* _The records_
*** Begin section ***
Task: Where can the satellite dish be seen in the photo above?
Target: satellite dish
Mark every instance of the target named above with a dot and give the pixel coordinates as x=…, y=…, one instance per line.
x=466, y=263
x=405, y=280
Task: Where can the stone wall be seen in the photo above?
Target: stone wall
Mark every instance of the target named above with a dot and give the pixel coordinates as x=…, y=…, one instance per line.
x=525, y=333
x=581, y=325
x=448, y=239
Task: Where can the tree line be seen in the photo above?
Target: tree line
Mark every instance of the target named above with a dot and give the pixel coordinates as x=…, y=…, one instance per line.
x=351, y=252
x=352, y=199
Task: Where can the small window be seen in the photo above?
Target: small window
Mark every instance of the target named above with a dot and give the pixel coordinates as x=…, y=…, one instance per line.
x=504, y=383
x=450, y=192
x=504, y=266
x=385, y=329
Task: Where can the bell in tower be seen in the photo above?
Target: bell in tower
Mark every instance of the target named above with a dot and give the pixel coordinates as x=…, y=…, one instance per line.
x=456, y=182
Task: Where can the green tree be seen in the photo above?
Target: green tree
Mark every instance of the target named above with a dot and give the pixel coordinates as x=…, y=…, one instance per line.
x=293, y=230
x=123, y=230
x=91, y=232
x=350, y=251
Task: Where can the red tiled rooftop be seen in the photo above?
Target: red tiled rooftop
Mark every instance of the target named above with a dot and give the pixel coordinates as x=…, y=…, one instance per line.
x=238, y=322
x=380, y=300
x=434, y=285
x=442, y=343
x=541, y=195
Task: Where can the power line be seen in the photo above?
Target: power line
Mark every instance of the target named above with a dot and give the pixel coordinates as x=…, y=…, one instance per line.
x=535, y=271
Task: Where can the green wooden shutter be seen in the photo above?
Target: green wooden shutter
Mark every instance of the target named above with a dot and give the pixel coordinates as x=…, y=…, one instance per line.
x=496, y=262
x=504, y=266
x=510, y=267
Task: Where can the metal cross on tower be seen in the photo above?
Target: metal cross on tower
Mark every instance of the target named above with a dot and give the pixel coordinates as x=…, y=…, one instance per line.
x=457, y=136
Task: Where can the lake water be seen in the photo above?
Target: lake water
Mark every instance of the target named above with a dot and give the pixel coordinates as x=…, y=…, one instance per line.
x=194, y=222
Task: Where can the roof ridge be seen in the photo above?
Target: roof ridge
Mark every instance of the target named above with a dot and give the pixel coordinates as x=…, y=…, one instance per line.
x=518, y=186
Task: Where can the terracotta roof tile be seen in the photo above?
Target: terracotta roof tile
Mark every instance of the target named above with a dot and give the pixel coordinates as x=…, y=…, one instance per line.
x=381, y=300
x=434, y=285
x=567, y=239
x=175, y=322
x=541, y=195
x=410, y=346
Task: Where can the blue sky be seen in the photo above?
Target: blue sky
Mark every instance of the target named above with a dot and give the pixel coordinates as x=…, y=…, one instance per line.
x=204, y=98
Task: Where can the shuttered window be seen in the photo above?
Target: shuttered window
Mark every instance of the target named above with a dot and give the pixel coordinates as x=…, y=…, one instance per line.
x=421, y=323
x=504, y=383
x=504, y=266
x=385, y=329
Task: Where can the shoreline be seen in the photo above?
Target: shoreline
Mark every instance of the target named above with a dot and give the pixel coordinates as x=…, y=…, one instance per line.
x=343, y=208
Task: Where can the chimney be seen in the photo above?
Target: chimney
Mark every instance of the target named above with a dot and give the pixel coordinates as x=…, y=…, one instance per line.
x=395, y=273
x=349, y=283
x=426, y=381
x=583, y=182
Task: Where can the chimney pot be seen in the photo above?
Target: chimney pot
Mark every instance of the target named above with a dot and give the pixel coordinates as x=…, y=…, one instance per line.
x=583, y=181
*** End section ***
The records above need to be written out again. Keep them exact.

Task: Where can the satellite dish be seen in the photo above?
Target: satellite dish
Mark every instance of the target named above with a dot and give the pixel coordinates as x=…, y=…, one instance per line.
x=466, y=263
x=405, y=280
Task: Where can the stone wall be seen in the photo above?
Target: stone wall
Mark every instance of the target named above with a dot and give the pixel coordinates as x=…, y=…, one instance per line.
x=525, y=333
x=581, y=325
x=448, y=239
Task: Where can the tree line be seen in the photo above?
Target: tree line
Mark every instance of the target named above with a dot and give the pixel coordinates as x=…, y=…, one instance per line.
x=351, y=252
x=352, y=199
Task: Where can the small window be seen in the photo above?
Target: small window
Mark every instance of the target named above with a dot and give the pixel coordinates as x=…, y=…, one instance per line.
x=504, y=383
x=450, y=192
x=504, y=266
x=385, y=329
Task: Where can the bell in tower be seen in the photo above?
Target: bell in tower
Mark every instance of the target named above with a dot and give the pixel coordinates as x=…, y=…, one instance per line.
x=456, y=182
Task: Where can the green tree be seen in the photo above?
Target: green tree
Mark every instance of the target named above with a dot and give the pixel coordinates as x=…, y=…, one instance per line.
x=293, y=230
x=123, y=230
x=91, y=232
x=350, y=251
Task: Where can the red tiled rooftop be seen in the photo above?
Target: red tiled rooftop
Mark every instance of the target named above with a dot and give the pixel coordinates as x=…, y=…, one instance per line.
x=238, y=322
x=380, y=300
x=434, y=285
x=442, y=343
x=541, y=195
Task: Where can the power line be seen in the photo above?
Target: power line
Mark every instance of the target named above with a dot and give the pixel coordinates as x=…, y=…, one instance per line.
x=535, y=271
Task: Where can the green wooden shutter be seen in the photo above?
Target: green wooden shutter
Mark every instance of the target named above with a dot and give the pixel coordinates as x=…, y=…, one instance per line.
x=496, y=262
x=504, y=266
x=510, y=267
Task: Where can the metal cross on tower be seen in the photo above?
Target: metal cross on tower
Mark every instance of the target named above with a dot and give the pixel coordinates as x=…, y=…, one instance per line.
x=457, y=136
Task: Where can the lake water be seen in the photo above?
Target: lake water
Mark every instance of the target named above with a dot and give the pixel coordinates as x=…, y=…, one instance per line.
x=194, y=222
Task: Where can the roof ridge be seen in the photo above?
Target: roof ridge
Mark every instance of the target named above with a dot and give the pixel coordinates as x=…, y=…, one instance per line.
x=518, y=186
Task: Where can the terracotta roof tile be seen in the photo above?
Target: terracotta roof tile
Mark every instance of the target named above with a dot and give the pixel coordinates as x=…, y=…, one instance per line.
x=381, y=300
x=434, y=285
x=567, y=239
x=175, y=322
x=541, y=195
x=410, y=346
Task: Where can the blue sky be seen in the photo above?
Target: blue sky
Mark every instance of the target named above with a dot and give the pixel coordinates as x=…, y=…, one instance per line.
x=204, y=98
Task: Where can the shuttered window be seen in the photo above?
Target: shuttered window
Mark every instance of the target named above with a dot and give the pixel coordinates as x=…, y=…, one instance per line.
x=421, y=323
x=504, y=383
x=504, y=266
x=385, y=329
Task: Where can the shoreline be seen in the photo above?
Target: shoreline
Mark every instance of the target named above with a dot and give the pixel coordinates as x=…, y=…, one instance per line.
x=343, y=208
Task: Where can the chimney be seen in the photo above?
Target: chimney
Mark every instance of the target named above with a dot and give the pixel coordinates as x=…, y=…, one instance per line.
x=395, y=273
x=349, y=283
x=426, y=381
x=583, y=182
Task: Where can the chimney pot be seen in the photo above?
Target: chimney pot
Mark every instance of the target named above with a dot and give the pixel coordinates as x=…, y=…, one instance per line.
x=583, y=181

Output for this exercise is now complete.